> Consigna 1
Reproduce literalmente el fragmento del texto sobre el Roscón Rock, todo lo que va desde "Cuando un proyecto" hasta "más se supo.".
> Consigna 2
Continúa el texto sobre el Roscón Rock a partir de su última oración.

> Pasaje citado
Durante 10 años, San Valero se había convertido en ese día en el que los músicos salían a la calle a reivindicar cosas tan simples, por ejemplo, como un lugar para ensayar o poder acceder a los centros municipales para dar conciertos. Daba igual el frío que hiciera que los grupos copaban el centro de la ciudad para protestar actuando bajo el sello de Roscón Rock. Es cierto que la idea, como siempre pasa con casi todo, se fue diluyendo hasta que en el 2015 ya no se realizó tras el agotamiento del que se había quedado como único organizador, Carlos Morte. Han pasado siete años de aquello y ya nadie se pregunta si va a haber Roscón Rock, si va a volver la iniciativa y, lo que es peor, aquello casi ha pasado a formar parte de las batallitas de algunos, «un año hasta se apuntó Amaral»...

Las salas de concierto llevan, si nos ponemos rigurosos, desde el mes de julio sin ofrecer ningún concierto ya que el ocio nocturno está clausurado desde que explotara en Aragón la segunda ola y no conviene olvidar que, en realidad, llevan sin programar en condiciones desde el mes de marzo. Cuando digo en condiciones, me refiero a conciertos con un aforo normal (si es que alguien entiende la normalidad hoy en día) y con gente que pueda levantarse de sus asientos.

Cuando un proyecto cultural se cancela es prácticamente imposible volver a levantarlo y las hemerotecas están llenas de ejemplos claros, festivales supuestamente con fuerza que se volatilizaron un año con promesas de vuelta que nunca se produjeron, reformulaciones de las propuestas que no llegaron, ciclos de música o incluso de cine que quedaron anclados en el olvido e incluso hasta convocatorias de premios de las que ya nunca más se supo.

Datos de anclaje de objetos en lenguaje natural:

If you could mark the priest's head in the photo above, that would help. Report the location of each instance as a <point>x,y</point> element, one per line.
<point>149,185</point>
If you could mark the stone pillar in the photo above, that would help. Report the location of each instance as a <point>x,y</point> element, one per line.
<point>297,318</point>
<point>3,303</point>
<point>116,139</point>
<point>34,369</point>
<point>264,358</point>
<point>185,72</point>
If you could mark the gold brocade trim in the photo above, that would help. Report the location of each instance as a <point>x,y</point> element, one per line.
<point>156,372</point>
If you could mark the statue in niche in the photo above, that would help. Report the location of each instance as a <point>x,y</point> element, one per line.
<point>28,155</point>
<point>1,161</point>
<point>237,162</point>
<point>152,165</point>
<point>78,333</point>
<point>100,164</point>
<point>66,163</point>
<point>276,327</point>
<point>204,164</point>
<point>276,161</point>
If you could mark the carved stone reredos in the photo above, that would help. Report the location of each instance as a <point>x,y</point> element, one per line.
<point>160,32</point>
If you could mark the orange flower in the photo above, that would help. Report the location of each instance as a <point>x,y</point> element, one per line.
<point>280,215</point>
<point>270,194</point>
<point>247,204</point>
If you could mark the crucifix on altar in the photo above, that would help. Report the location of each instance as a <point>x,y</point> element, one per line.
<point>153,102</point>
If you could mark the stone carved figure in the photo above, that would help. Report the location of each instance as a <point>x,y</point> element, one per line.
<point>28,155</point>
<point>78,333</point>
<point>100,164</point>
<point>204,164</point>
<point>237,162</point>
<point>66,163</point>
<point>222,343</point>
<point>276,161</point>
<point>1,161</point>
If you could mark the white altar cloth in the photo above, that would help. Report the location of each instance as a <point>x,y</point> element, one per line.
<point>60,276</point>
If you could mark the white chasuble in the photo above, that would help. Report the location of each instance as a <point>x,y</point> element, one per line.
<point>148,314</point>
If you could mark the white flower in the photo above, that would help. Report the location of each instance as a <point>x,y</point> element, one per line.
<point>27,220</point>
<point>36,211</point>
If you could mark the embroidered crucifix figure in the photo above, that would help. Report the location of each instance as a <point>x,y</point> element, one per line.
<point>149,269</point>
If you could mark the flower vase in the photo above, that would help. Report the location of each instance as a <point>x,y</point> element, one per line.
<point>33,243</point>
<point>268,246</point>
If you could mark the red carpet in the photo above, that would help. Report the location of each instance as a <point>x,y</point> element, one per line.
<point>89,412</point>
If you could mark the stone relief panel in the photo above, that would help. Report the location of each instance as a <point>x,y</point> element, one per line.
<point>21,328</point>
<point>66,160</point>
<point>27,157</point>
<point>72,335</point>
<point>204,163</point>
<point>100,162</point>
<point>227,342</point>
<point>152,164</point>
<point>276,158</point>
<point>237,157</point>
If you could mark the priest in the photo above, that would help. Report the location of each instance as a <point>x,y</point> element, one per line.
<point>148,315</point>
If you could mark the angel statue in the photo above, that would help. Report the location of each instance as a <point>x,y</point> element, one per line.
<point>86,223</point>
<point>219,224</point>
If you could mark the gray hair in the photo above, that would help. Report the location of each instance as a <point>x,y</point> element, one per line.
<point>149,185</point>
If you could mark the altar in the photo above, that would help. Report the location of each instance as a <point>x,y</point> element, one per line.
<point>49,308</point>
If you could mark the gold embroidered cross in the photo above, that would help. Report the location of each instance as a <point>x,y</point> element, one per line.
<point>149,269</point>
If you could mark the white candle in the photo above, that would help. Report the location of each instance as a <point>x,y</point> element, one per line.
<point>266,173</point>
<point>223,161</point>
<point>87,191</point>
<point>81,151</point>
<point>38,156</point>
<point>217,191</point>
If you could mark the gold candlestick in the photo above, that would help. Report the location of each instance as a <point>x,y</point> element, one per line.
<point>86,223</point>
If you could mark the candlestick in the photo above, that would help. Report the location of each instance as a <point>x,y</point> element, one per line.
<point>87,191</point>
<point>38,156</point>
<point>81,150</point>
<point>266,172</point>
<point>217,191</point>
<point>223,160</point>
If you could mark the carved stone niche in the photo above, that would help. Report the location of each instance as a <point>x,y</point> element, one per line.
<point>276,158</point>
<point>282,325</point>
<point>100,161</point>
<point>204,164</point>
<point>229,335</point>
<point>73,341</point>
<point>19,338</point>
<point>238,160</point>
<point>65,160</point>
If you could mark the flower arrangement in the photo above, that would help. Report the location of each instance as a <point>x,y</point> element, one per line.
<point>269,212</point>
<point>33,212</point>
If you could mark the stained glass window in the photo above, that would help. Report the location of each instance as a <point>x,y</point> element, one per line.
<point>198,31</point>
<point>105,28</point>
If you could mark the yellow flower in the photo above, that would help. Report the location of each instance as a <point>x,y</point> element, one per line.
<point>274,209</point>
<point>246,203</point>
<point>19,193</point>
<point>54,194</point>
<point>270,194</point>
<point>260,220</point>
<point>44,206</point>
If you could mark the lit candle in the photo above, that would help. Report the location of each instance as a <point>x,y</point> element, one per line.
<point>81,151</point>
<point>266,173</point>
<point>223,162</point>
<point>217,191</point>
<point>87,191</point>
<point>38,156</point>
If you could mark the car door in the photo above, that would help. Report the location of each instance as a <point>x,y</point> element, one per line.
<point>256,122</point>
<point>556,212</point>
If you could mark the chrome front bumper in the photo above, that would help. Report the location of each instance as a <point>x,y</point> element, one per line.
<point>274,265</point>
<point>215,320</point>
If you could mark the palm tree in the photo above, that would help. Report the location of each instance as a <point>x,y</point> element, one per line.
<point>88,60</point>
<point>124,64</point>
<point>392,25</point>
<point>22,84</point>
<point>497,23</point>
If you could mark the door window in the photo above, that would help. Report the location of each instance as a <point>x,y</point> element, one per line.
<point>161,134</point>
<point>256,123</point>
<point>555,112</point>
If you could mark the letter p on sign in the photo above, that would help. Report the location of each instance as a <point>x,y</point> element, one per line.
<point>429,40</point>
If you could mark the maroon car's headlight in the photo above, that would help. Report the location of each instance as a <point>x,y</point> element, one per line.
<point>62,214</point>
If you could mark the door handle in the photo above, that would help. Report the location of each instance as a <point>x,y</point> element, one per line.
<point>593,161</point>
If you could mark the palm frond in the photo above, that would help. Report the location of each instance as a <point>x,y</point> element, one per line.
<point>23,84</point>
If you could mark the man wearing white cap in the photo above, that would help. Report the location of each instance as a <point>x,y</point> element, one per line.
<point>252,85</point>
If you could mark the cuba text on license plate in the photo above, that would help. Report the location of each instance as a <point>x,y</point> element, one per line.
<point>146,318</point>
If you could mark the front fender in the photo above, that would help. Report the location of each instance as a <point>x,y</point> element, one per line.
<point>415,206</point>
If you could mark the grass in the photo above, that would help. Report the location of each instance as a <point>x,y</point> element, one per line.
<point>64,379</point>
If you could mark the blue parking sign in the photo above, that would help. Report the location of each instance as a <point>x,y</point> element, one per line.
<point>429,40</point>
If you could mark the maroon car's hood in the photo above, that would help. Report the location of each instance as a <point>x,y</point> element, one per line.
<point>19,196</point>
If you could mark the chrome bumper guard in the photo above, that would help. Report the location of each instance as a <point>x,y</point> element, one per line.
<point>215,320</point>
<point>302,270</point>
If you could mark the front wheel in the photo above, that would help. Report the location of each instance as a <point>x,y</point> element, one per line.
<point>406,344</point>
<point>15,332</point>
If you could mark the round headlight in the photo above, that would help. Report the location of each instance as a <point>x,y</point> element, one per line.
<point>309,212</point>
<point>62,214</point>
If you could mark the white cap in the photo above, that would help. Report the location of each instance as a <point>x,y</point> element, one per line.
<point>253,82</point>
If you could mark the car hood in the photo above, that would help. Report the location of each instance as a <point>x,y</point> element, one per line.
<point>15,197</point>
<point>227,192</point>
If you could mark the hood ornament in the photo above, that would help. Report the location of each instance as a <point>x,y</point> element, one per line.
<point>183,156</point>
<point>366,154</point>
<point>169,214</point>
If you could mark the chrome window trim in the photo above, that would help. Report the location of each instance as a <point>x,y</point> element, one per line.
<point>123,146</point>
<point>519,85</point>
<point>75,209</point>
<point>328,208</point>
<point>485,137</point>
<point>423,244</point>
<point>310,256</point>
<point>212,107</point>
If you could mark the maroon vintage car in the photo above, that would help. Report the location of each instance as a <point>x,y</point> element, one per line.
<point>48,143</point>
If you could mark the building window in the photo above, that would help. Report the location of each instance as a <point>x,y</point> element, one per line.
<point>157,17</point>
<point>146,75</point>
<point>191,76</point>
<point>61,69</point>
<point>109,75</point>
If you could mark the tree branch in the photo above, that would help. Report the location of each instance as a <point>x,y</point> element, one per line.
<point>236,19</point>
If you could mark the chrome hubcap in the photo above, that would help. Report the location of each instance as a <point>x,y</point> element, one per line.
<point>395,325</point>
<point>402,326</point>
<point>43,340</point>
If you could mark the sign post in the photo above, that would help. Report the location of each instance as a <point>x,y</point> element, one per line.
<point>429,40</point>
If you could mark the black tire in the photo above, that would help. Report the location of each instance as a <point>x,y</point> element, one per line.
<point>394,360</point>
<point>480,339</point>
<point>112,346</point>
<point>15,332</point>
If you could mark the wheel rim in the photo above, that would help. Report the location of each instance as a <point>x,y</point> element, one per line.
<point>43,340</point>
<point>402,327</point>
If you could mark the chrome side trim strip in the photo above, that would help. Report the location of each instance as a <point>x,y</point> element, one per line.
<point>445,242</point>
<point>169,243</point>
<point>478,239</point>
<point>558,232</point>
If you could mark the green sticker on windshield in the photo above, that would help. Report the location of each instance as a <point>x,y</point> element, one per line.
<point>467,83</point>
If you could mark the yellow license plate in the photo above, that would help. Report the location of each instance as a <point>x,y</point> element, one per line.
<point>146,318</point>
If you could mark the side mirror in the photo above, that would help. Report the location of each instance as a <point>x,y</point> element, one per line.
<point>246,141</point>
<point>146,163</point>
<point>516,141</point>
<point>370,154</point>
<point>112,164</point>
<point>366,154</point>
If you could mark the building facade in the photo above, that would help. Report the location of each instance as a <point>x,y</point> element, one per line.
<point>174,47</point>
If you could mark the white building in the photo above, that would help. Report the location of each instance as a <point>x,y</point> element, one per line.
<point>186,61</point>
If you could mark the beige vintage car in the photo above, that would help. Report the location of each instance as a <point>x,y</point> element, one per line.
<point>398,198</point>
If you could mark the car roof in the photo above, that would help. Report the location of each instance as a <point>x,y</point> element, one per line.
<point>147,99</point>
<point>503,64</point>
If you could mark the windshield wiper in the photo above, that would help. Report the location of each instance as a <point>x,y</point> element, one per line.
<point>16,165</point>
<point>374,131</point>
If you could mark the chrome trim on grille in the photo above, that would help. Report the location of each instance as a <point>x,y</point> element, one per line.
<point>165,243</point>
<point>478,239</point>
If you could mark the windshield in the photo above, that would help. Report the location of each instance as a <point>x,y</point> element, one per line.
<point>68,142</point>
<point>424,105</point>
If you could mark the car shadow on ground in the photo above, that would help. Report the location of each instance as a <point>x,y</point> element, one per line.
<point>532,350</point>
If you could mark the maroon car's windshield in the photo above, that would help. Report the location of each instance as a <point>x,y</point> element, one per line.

> Respuesta 1
Cuando un proyecto cultural se cancela es prácticamente imposible volver a levantarlo y las hemerotecas están llenas de ejemplos claros, festivales supuestamente con fuerza que se volatilizaron un año con promesas de vuelta que nunca se produjeron, reformulaciones de las propuestas que no llegaron, ciclos de música o incluso de cine que quedaron anclados en el olvido e incluso hasta convocatorias de premios de las que ya nunca más se supo.

> Respuesta 2
La pandemia, desde luego, no solo está afectando a la cultura pero cuando un sector lleva tambaléandose muchos años cualquier pequeño terremoto puede acabar derribando la pequeña casa que se había construido. Y el problema es más grave de lo que a priori pueda parecer porque ya no estamos hablando de meses de salas cerradas (es cierto que gracias a la sala Mozart del Auditorio de Zaragoza reconvertida prácticamente en sala Multiusos ahora aún se puede ir a conciertos que se programaban en las salas) sino que estamos en serio peligro de que la nueva normalidad (esa a la que todos queremos llegar pero que nadie sabe todavía cómo va a ser) implique que no haya salas de conciertos, que las actuaciones en vivo sean algo a lo que sea difícil de acceder o que algo tan estimulante para el alma como compartir vivencias en la calle alrededor de la música entre cientos de personas ya ni siquiera esté en el imaginario colectivo.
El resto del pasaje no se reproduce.